(Shape annotation entries)
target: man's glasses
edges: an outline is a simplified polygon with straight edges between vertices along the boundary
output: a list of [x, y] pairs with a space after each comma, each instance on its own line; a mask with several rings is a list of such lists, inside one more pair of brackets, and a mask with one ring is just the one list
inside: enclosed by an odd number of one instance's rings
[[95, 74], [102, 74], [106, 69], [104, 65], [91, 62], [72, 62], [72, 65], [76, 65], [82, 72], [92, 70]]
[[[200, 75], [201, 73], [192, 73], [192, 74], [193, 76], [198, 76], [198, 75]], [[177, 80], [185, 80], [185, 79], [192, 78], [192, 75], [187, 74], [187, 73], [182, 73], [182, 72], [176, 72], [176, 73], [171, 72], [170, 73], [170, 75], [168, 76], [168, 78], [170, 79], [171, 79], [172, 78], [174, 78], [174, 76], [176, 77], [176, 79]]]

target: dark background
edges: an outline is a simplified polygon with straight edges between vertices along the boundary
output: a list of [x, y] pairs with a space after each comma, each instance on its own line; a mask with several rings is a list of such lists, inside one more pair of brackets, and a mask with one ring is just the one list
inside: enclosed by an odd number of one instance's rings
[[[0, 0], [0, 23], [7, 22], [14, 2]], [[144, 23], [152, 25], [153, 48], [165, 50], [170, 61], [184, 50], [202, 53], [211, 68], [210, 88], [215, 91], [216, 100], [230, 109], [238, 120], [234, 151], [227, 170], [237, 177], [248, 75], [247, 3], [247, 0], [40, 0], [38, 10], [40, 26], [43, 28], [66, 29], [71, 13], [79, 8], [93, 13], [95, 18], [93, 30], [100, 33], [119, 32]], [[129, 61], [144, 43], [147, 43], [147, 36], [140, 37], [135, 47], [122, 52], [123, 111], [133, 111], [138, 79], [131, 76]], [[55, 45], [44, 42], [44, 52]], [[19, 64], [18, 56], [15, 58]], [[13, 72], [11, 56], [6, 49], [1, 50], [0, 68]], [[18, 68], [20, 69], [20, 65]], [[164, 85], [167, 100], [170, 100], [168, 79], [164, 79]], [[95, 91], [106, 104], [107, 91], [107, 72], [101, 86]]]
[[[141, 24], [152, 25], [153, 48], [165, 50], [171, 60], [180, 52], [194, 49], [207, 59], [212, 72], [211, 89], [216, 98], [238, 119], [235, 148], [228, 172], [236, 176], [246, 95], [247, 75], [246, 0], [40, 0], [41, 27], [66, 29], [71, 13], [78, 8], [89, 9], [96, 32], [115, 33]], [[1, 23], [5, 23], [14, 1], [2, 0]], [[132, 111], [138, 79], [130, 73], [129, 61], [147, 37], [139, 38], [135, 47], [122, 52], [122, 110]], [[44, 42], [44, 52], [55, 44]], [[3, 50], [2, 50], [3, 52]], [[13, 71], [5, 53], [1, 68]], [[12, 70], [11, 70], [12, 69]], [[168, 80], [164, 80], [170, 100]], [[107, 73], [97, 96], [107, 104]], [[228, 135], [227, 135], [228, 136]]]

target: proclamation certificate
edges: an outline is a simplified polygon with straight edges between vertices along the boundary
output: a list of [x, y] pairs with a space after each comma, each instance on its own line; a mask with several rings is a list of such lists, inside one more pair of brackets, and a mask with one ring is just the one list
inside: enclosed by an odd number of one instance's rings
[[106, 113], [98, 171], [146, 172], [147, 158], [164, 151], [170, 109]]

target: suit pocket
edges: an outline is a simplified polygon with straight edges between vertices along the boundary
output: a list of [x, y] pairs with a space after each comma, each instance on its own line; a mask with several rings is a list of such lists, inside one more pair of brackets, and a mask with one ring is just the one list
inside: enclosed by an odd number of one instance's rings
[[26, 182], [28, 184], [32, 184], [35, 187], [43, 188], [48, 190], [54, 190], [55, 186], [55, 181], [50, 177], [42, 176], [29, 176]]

- _Set problem_
Put the lines above into a Markdown table with two columns, Row and Line, omitting the blank lines.

- _Answer for this exercise_
| Row | Line |
|---|---|
| 1 | target: man's glasses |
| 2 | edges: an outline is a simplified polygon with straight edges between vertices along the boundary |
| 3 | output: a list of [x, y] pairs with a space after each comma, each instance on its own line; a mask with several rings is a list of such lists, inside one more pair of brackets, and a mask with one ring is just the one list |
| 4 | inside: enclosed by an odd number of one instance's rings |
| 5 | [[95, 74], [102, 74], [106, 69], [104, 65], [91, 62], [72, 62], [72, 65], [76, 65], [82, 72], [92, 70]] |
| 6 | [[[200, 75], [201, 73], [192, 73], [192, 74], [193, 76], [198, 76], [198, 75]], [[177, 80], [185, 80], [185, 79], [192, 78], [192, 75], [187, 74], [187, 73], [182, 73], [182, 72], [176, 72], [176, 73], [171, 72], [170, 73], [170, 75], [168, 76], [168, 78], [170, 79], [171, 79], [172, 78], [174, 78], [174, 76], [176, 77], [176, 79]]] |
| 7 | target: dark background |
| 8 | edges: an outline is a simplified polygon with straight edges between vertices along the boundary |
| 9 | output: a list of [x, y] pairs with a space after each comma, each instance on its own line; a mask with several rings is a list of such lists, inside one more pair of brackets, and a mask with one ring is just the one list |
| 10 | inside: enclosed by an odd number of one instance's rings |
| 11 | [[[0, 0], [0, 23], [7, 22], [14, 2]], [[144, 23], [152, 25], [153, 48], [165, 50], [170, 61], [184, 50], [202, 53], [211, 68], [210, 88], [215, 91], [216, 100], [230, 109], [238, 120], [234, 151], [227, 170], [237, 177], [248, 75], [247, 3], [247, 0], [40, 0], [38, 10], [40, 26], [43, 28], [66, 29], [71, 13], [79, 8], [93, 13], [95, 18], [93, 30], [100, 33], [119, 32]], [[129, 61], [144, 43], [147, 43], [147, 36], [140, 37], [135, 47], [122, 52], [123, 111], [133, 111], [138, 79], [131, 76]], [[55, 45], [44, 42], [44, 52]], [[19, 64], [18, 56], [15, 58]], [[13, 72], [11, 56], [6, 49], [1, 50], [0, 68]], [[18, 68], [20, 69], [20, 65]], [[164, 85], [167, 100], [170, 100], [168, 79], [164, 79]], [[95, 91], [106, 104], [107, 91], [107, 72], [101, 86]]] |
| 12 | [[[141, 24], [152, 25], [153, 48], [165, 50], [171, 60], [180, 52], [194, 49], [207, 59], [212, 72], [211, 89], [216, 98], [238, 119], [235, 148], [228, 172], [236, 176], [246, 95], [247, 75], [246, 0], [40, 0], [41, 27], [66, 29], [71, 13], [78, 8], [89, 9], [96, 32], [115, 33]], [[1, 23], [5, 23], [14, 1], [2, 0]], [[132, 111], [138, 79], [130, 73], [129, 61], [147, 37], [139, 38], [135, 47], [122, 52], [122, 110]], [[44, 42], [44, 52], [55, 44]], [[3, 50], [2, 50], [3, 52]], [[13, 71], [5, 53], [1, 68]], [[12, 70], [11, 70], [12, 69]], [[168, 80], [164, 80], [170, 100]], [[107, 73], [97, 96], [107, 104]], [[228, 135], [227, 135], [228, 136]]] |
| 13 | target: proclamation certificate |
| 14 | edges: an outline is a simplified polygon with straight edges between vertices along the boundary |
| 15 | output: a list of [x, y] pairs with a space after each comma, each instance on its own line; a mask with several rings is a list of such lists, inside one more pair of brackets, and a mask with one ring is just the one list |
| 16 | inside: enclosed by an odd number of one instance's rings |
| 17 | [[106, 113], [98, 171], [146, 172], [147, 158], [164, 151], [170, 109]] |
| 18 | target: suit pocket |
| 19 | edges: an outline is a simplified polygon with straight edges between vertices along the boundary |
| 20 | output: a list of [x, y] pairs with a space after each comma, each instance on its own line; a mask with several rings is a list of such lists, inside one more pair of brackets, and a mask with one ring is just the one list |
| 21 | inside: enclosed by an odd number of one instance's rings |
| 22 | [[26, 182], [28, 184], [32, 184], [35, 187], [43, 188], [48, 190], [54, 190], [55, 186], [55, 181], [50, 177], [42, 176], [29, 176]] |